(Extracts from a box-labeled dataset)

------------------------

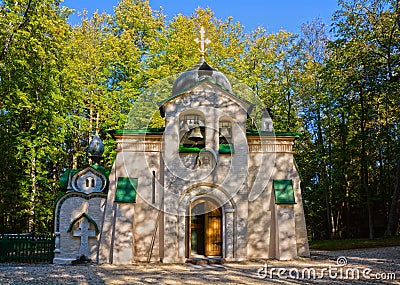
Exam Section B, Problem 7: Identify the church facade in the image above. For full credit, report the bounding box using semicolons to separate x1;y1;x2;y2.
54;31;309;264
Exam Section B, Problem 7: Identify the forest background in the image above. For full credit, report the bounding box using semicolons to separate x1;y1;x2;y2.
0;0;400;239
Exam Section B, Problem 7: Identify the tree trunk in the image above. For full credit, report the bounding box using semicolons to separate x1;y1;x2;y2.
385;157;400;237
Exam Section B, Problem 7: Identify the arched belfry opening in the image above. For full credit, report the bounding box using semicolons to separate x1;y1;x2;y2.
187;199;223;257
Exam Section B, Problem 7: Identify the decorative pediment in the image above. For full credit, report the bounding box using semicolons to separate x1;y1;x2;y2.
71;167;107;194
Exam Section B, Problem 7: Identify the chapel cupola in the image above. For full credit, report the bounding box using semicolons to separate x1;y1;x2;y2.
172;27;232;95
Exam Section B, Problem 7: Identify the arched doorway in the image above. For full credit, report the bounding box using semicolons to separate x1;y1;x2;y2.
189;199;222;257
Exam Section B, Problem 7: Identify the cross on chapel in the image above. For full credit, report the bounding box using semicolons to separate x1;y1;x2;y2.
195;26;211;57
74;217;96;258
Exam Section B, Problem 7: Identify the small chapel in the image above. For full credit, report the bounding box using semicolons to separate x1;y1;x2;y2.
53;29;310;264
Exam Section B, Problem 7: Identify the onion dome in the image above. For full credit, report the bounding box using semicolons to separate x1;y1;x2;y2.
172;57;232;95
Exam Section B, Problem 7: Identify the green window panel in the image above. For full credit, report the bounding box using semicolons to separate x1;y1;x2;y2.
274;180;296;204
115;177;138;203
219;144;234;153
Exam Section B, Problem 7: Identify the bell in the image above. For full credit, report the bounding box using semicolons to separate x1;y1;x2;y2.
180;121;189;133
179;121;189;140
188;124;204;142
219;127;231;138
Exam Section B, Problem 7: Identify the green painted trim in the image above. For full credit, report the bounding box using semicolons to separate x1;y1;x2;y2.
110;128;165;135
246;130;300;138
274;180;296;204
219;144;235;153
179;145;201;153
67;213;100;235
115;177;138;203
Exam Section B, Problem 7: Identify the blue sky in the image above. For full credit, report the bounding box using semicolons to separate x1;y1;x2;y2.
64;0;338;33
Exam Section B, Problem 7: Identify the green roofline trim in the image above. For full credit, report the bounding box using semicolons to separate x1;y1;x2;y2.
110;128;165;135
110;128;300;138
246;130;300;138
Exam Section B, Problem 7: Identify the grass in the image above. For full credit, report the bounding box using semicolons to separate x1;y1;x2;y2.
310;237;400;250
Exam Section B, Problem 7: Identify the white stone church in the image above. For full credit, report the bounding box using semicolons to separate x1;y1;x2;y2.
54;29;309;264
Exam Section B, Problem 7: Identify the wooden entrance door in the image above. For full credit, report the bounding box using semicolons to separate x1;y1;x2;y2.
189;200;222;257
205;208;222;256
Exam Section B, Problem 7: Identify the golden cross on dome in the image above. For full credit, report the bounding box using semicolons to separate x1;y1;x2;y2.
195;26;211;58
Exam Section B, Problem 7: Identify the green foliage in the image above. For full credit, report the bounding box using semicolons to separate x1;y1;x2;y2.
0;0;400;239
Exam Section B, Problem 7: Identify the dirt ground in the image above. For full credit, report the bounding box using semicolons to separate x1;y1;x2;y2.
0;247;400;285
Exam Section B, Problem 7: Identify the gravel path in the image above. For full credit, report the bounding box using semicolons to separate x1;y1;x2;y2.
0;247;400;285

------------------------

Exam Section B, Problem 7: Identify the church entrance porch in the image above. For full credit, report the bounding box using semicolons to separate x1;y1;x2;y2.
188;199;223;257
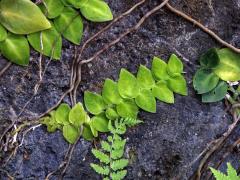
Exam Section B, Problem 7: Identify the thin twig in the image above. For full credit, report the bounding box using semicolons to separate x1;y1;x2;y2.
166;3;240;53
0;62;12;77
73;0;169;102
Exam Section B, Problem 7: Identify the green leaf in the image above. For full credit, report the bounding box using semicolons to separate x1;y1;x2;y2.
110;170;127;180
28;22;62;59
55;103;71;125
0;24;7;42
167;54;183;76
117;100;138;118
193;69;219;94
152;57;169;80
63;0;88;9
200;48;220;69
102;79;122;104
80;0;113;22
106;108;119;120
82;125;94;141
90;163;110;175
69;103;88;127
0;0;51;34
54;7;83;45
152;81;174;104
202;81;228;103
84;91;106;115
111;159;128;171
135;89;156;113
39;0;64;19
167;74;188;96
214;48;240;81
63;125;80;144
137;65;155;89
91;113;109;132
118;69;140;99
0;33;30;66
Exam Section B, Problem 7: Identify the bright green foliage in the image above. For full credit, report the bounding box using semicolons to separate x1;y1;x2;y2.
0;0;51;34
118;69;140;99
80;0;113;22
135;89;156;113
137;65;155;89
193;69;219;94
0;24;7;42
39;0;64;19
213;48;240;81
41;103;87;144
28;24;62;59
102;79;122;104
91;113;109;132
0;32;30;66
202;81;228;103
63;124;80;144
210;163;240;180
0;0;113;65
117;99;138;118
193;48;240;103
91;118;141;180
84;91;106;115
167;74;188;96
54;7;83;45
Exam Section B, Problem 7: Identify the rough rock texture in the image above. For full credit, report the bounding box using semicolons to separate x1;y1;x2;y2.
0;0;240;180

------------------------

Direction - Extract each line of the records that contains the string "entrance".

Written response -
Exam Section B, Problem 7: Identify the wooden entrance door in the image above. For full credit, report the bounding box using semicolons to separate x1;y1;x2;y2.
Exam Section B, Problem 7: Identify the church entrance porch in the image above. For full credit, report the bounding box using semicolons to separate x1;y1;x2;y2.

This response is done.